Take the entries below and print only the lines from the one with "Target: rocky peak" through the one with "Target: stone step", exactly as they stand, both ends included.

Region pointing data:
---*---

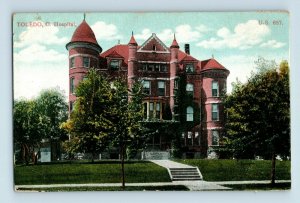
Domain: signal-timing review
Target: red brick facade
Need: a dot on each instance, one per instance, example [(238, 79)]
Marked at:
[(162, 69)]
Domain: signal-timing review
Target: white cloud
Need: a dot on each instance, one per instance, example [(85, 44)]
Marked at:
[(146, 33), (184, 33), (36, 53), (272, 44), (29, 80), (244, 36), (39, 35), (105, 32)]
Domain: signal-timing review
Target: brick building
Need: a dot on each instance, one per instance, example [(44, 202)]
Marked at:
[(173, 79)]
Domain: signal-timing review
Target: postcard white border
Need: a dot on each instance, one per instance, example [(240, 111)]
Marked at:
[(6, 168)]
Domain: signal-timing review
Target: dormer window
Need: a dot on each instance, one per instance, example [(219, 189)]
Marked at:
[(72, 62), (86, 62), (189, 68), (114, 64), (153, 47)]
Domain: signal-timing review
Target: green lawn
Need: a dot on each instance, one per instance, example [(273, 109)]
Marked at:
[(230, 170), (99, 172)]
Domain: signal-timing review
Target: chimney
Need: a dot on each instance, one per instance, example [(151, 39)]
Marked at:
[(187, 48)]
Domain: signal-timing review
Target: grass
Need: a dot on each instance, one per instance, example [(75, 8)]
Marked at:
[(127, 188), (85, 172), (277, 186), (238, 170)]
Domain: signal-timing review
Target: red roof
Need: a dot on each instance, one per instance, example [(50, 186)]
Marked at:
[(211, 64), (174, 44), (132, 41), (182, 56), (84, 33), (120, 50)]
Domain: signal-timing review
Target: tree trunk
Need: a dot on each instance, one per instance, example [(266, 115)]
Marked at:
[(273, 169), (122, 166)]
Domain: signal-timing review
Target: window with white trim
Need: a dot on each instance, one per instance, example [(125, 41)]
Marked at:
[(161, 88), (114, 64), (215, 112), (72, 85), (190, 89), (215, 88), (189, 68), (215, 138), (189, 113), (146, 87), (86, 62), (72, 62)]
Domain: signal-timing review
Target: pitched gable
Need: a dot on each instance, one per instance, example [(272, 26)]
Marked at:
[(154, 44)]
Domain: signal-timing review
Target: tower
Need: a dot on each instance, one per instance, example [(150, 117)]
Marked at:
[(214, 79), (84, 53), (132, 61), (173, 76)]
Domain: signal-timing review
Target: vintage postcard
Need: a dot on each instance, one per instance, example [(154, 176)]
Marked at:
[(161, 101)]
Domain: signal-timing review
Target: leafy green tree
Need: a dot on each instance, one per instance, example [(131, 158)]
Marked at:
[(38, 119), (90, 122), (258, 115)]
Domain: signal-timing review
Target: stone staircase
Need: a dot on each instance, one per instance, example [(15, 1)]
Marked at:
[(185, 174)]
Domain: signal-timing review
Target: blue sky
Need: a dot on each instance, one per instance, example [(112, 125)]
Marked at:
[(236, 39)]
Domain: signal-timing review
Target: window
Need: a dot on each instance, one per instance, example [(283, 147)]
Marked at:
[(86, 62), (145, 110), (71, 106), (215, 138), (156, 67), (215, 89), (72, 85), (153, 47), (72, 62), (189, 113), (189, 68), (163, 68), (146, 87), (175, 84), (114, 64), (157, 113), (150, 67), (151, 109), (215, 112), (161, 88), (190, 89)]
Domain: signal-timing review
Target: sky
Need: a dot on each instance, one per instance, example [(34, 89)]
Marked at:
[(235, 39)]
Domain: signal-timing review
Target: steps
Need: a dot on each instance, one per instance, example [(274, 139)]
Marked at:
[(185, 174)]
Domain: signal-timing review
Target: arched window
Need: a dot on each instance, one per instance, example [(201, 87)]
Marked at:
[(72, 85), (215, 138), (190, 89), (215, 112), (215, 88), (86, 62), (189, 113)]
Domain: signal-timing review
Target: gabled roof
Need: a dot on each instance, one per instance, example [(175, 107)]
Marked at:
[(132, 41), (84, 33), (114, 54), (182, 56), (211, 64), (155, 40), (117, 51)]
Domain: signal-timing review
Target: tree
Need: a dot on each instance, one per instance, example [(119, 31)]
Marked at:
[(127, 114), (90, 122), (258, 115), (106, 112), (38, 119)]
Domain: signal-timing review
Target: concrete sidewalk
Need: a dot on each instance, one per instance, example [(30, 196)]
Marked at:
[(170, 164), (191, 185)]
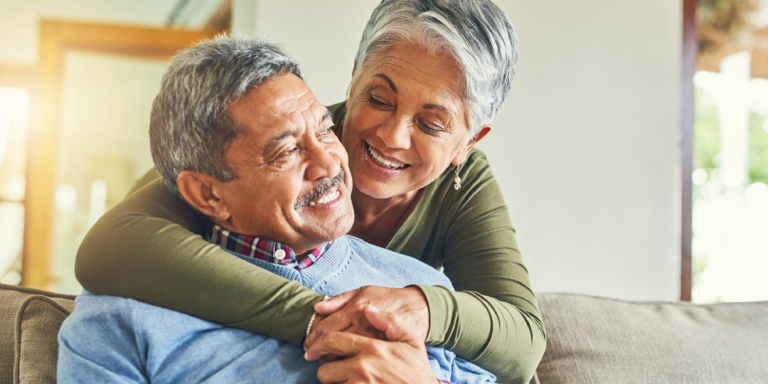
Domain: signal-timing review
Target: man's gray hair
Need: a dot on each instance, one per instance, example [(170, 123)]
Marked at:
[(475, 32), (190, 128)]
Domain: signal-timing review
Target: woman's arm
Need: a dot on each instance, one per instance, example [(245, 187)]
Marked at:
[(493, 318), (495, 321), (148, 248)]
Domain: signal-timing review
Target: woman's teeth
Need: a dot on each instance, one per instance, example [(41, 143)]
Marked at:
[(326, 199), (384, 163)]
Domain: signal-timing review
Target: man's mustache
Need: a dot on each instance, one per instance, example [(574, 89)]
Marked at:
[(322, 187)]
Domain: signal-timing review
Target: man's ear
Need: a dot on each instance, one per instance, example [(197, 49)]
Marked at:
[(202, 193), (461, 156)]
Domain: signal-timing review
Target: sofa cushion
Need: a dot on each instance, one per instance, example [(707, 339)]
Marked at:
[(37, 325), (600, 340), (27, 348)]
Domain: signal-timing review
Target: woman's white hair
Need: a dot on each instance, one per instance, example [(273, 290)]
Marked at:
[(475, 32)]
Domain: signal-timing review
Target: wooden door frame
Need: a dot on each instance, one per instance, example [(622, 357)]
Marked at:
[(56, 39), (690, 48)]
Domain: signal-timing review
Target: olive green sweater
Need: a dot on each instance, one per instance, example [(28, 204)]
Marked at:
[(149, 248)]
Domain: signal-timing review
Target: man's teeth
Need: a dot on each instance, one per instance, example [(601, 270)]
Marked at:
[(326, 199), (383, 162)]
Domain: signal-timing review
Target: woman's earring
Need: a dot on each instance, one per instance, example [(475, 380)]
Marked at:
[(457, 180)]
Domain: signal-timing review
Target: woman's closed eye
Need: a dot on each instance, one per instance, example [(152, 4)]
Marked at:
[(378, 103), (430, 128)]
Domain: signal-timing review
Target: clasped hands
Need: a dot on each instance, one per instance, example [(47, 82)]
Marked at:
[(371, 335)]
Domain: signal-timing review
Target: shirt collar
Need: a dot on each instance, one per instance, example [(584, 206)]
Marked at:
[(262, 249)]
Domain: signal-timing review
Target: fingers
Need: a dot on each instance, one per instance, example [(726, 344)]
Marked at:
[(339, 371), (377, 318), (385, 322), (335, 303), (336, 343)]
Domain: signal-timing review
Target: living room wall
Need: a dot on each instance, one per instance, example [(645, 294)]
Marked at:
[(587, 148)]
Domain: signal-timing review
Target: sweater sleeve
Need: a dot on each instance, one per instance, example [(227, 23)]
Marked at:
[(148, 248), (493, 319)]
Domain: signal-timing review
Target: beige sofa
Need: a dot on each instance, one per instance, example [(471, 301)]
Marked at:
[(590, 340)]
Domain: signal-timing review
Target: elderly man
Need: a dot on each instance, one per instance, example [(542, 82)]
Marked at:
[(238, 135)]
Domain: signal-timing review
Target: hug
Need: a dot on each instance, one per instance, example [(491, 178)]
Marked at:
[(264, 203)]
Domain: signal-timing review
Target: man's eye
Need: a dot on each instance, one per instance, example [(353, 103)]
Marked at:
[(289, 152)]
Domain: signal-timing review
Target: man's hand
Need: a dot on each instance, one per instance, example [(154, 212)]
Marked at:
[(367, 360), (346, 312)]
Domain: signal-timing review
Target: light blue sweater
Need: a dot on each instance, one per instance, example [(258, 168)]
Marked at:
[(116, 340)]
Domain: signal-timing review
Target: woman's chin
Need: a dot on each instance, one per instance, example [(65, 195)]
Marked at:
[(376, 189)]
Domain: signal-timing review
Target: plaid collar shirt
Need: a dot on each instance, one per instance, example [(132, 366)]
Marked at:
[(270, 251)]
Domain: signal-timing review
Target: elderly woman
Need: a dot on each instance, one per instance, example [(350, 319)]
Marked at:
[(429, 77)]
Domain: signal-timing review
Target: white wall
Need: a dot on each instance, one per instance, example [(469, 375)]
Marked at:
[(586, 150)]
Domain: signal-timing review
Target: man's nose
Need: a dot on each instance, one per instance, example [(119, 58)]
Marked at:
[(322, 164)]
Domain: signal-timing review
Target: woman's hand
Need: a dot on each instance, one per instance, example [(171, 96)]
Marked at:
[(366, 360), (346, 312)]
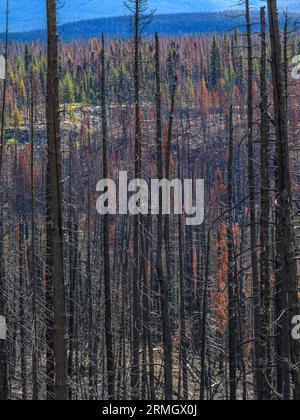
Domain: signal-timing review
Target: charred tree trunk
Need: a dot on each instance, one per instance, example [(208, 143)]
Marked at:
[(232, 289), (286, 275), (264, 220), (3, 355), (162, 278), (253, 227), (55, 255), (110, 359)]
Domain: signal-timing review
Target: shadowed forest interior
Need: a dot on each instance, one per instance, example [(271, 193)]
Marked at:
[(144, 307)]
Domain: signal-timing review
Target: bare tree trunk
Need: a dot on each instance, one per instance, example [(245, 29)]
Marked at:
[(136, 310), (110, 358), (264, 220), (54, 211), (3, 355), (287, 272), (232, 289), (35, 366), (253, 227), (163, 280)]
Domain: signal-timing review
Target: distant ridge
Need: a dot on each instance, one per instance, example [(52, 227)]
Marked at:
[(166, 25)]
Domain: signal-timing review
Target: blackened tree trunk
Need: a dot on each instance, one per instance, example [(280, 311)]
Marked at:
[(136, 309), (232, 289), (110, 359), (55, 259), (264, 219), (286, 274), (162, 278), (3, 356), (253, 227)]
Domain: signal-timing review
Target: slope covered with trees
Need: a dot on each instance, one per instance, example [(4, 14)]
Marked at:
[(145, 307)]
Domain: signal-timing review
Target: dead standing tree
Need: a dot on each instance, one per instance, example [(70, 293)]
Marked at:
[(3, 358), (252, 206), (286, 273), (55, 255), (138, 9)]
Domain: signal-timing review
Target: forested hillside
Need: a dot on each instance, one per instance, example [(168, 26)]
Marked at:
[(145, 307), (26, 15), (167, 25)]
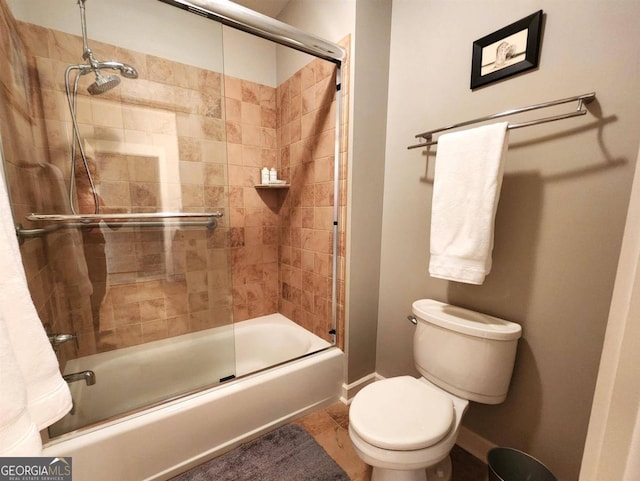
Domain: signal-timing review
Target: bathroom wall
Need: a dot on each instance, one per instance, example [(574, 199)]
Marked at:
[(561, 213)]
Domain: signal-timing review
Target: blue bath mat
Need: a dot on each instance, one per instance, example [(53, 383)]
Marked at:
[(286, 454)]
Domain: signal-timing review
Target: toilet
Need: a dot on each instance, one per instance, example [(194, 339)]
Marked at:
[(405, 427)]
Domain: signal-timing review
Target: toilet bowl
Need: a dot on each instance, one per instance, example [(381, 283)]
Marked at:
[(417, 430), (405, 427)]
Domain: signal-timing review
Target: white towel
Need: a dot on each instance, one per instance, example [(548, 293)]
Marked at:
[(33, 394), (466, 190)]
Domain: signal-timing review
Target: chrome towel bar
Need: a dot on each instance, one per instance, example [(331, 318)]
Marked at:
[(427, 137)]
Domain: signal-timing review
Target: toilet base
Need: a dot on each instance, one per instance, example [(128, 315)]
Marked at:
[(438, 472)]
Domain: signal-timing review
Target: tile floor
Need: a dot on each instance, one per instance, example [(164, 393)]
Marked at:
[(329, 427)]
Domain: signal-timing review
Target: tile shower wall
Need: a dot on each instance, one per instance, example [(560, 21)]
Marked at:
[(133, 286)]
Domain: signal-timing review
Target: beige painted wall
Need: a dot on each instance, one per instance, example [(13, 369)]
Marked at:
[(561, 214)]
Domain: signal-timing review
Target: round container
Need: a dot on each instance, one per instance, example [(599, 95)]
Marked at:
[(508, 464)]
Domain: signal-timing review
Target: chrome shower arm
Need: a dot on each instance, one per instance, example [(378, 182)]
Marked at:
[(83, 22)]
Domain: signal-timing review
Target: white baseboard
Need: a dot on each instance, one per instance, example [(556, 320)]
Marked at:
[(350, 390), (474, 443)]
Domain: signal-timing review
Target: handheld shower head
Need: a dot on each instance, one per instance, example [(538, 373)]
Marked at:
[(102, 83), (126, 70)]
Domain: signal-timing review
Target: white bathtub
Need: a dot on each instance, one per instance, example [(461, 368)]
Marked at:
[(160, 442)]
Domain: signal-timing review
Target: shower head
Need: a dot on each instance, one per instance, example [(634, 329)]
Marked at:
[(126, 70), (102, 83)]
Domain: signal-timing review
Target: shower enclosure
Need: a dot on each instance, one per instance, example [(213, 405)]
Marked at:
[(133, 164)]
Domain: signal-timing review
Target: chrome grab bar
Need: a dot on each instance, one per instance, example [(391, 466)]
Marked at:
[(121, 216), (57, 339), (87, 376)]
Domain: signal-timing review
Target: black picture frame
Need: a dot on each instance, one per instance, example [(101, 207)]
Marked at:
[(507, 52)]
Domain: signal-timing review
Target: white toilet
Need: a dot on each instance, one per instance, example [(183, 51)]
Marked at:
[(405, 427)]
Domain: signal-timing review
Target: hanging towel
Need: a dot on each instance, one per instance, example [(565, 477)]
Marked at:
[(33, 394), (466, 189)]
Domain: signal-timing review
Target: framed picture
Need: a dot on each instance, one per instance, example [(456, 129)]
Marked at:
[(506, 52)]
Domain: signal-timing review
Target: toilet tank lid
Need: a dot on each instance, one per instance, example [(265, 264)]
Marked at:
[(466, 321)]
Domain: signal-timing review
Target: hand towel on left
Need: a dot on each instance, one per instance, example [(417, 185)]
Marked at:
[(33, 394), (466, 189)]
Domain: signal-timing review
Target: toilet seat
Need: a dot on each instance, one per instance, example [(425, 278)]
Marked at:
[(401, 414)]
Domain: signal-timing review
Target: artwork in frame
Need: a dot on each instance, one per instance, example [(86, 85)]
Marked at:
[(506, 52)]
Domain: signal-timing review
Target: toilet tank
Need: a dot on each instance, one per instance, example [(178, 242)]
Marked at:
[(464, 352)]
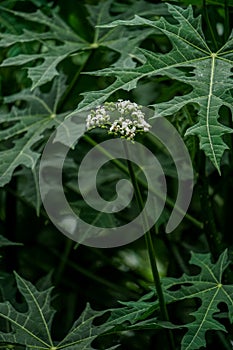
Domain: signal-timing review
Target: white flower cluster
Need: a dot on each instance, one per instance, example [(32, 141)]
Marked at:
[(130, 121), (98, 118)]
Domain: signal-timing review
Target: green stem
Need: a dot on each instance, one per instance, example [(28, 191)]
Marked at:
[(212, 235), (226, 22), (71, 85), (150, 248)]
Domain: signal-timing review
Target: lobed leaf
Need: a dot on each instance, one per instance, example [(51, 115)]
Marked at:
[(190, 61)]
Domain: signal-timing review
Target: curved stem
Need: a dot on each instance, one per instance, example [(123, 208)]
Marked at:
[(124, 168), (226, 22), (150, 248)]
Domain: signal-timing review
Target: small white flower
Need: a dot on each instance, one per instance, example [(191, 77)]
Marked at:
[(130, 121)]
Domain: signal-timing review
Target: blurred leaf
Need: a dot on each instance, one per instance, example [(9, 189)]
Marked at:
[(190, 61)]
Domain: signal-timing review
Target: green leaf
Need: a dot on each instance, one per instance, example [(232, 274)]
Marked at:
[(33, 327), (25, 127), (209, 288), (59, 41), (4, 242), (190, 61)]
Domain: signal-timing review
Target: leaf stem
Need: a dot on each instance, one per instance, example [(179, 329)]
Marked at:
[(226, 21), (212, 235), (150, 248), (206, 14), (122, 167)]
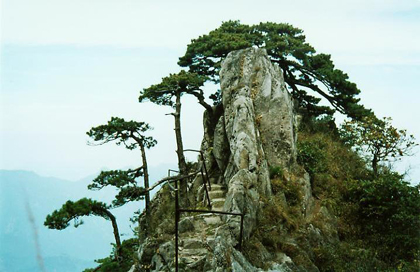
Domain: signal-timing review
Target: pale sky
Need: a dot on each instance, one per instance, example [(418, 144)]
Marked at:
[(69, 65)]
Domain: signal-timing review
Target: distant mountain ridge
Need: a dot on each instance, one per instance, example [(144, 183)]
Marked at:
[(72, 249)]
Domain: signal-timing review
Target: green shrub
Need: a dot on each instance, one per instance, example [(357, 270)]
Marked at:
[(111, 264), (388, 213), (311, 155), (276, 172)]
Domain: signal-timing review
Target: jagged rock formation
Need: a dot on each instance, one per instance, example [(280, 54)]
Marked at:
[(255, 129)]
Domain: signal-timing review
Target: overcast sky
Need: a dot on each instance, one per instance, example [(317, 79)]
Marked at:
[(69, 65)]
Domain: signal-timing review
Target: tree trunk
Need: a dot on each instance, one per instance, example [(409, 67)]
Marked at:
[(375, 165), (116, 233), (146, 185), (182, 164)]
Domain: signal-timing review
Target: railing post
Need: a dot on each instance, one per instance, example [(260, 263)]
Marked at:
[(205, 169), (176, 225), (241, 231)]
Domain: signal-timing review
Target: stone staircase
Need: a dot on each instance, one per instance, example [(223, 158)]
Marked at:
[(197, 233)]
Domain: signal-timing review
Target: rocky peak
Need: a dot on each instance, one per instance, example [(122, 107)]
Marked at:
[(255, 129)]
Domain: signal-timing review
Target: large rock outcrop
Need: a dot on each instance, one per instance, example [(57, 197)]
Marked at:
[(255, 130), (258, 125)]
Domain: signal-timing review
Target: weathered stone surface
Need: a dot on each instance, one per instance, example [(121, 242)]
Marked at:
[(254, 128), (257, 109)]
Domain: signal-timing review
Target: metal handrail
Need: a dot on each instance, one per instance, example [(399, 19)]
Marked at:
[(178, 211)]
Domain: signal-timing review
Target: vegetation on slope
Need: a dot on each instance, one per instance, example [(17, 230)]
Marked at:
[(359, 221)]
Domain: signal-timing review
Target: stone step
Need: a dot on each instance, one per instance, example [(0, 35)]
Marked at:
[(191, 243), (214, 220), (215, 187), (192, 252), (218, 202), (217, 194), (217, 209)]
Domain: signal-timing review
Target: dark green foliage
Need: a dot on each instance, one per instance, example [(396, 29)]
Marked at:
[(303, 69), (183, 82), (344, 257), (388, 215), (117, 178), (377, 140), (124, 180), (128, 194), (276, 172), (312, 156), (129, 248), (128, 133), (60, 219)]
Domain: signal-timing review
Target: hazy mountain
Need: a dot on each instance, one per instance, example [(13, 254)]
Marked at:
[(25, 195)]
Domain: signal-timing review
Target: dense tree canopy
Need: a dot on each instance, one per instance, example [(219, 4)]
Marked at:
[(377, 139), (125, 181), (303, 69), (128, 133), (132, 135), (164, 93), (60, 219)]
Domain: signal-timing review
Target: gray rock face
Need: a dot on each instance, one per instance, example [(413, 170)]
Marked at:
[(256, 130), (258, 110), (260, 128)]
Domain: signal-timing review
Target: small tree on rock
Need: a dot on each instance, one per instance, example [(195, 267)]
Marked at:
[(377, 139), (131, 134), (60, 219), (172, 88), (305, 72)]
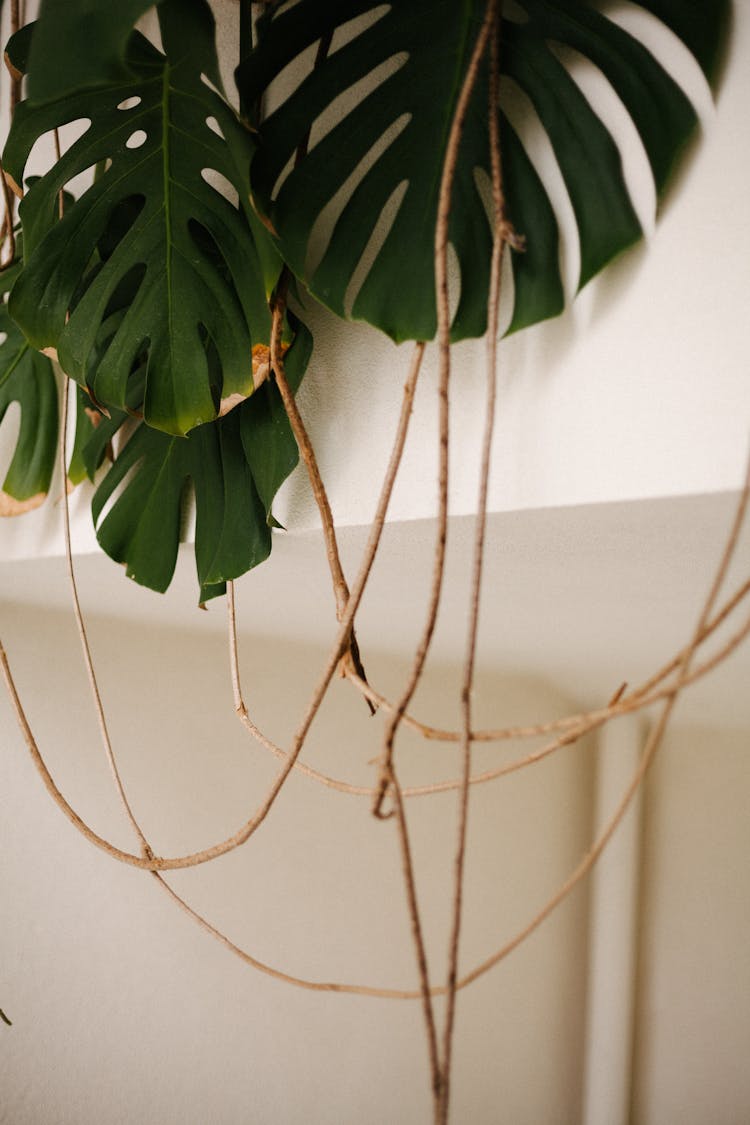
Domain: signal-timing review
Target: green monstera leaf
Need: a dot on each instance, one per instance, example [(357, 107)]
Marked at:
[(26, 378), (81, 43), (236, 466), (201, 267), (386, 144)]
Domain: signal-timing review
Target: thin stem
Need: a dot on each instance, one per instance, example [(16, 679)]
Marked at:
[(623, 704), (366, 567), (351, 655), (444, 372), (498, 245)]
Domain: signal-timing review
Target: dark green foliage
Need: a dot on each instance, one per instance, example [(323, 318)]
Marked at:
[(200, 273), (424, 47), (27, 378), (154, 288)]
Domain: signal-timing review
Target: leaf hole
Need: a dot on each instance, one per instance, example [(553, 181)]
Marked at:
[(220, 185), (122, 219), (215, 127), (289, 78), (43, 154), (343, 105), (667, 48), (354, 27), (136, 140), (376, 241), (10, 420), (514, 12), (325, 223)]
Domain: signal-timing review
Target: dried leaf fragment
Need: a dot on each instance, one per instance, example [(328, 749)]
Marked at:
[(11, 506)]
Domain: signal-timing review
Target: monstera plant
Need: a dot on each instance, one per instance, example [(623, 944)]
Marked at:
[(153, 286)]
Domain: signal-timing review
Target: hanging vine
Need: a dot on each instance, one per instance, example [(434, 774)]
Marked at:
[(172, 309)]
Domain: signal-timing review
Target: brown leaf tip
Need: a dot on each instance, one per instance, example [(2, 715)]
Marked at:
[(10, 506)]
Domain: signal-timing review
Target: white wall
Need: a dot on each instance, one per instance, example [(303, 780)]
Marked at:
[(124, 1011), (640, 390)]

---*---

Result of the task:
Target: rocky peak
Need: a dot on each instance, one per instance, example [(122, 107)]
Marked at:
[(255, 129)]
Domain: signal-timing review
Target: large rock outcrop
Need: a dot on each instance, one per instance, example [(57, 197)]
Marked at:
[(255, 130), (258, 125)]
Domain: signal-timing review
Target: weathered stone surface
Need: a dot on each instance, one per instance, example [(121, 242)]
Marked at:
[(254, 128), (257, 109)]
Domain: signal-timing review
Target: metal handrail
Need: a dot on each instance, one per instance, example [(399, 19)]
Marked at:
[(178, 211)]
Domain: signal-timing review
Target: vegetation on slope
Need: a dot on each instance, one per instance, example [(17, 230)]
Marked at:
[(359, 221)]
Domain: signal-timing review
Target: stone step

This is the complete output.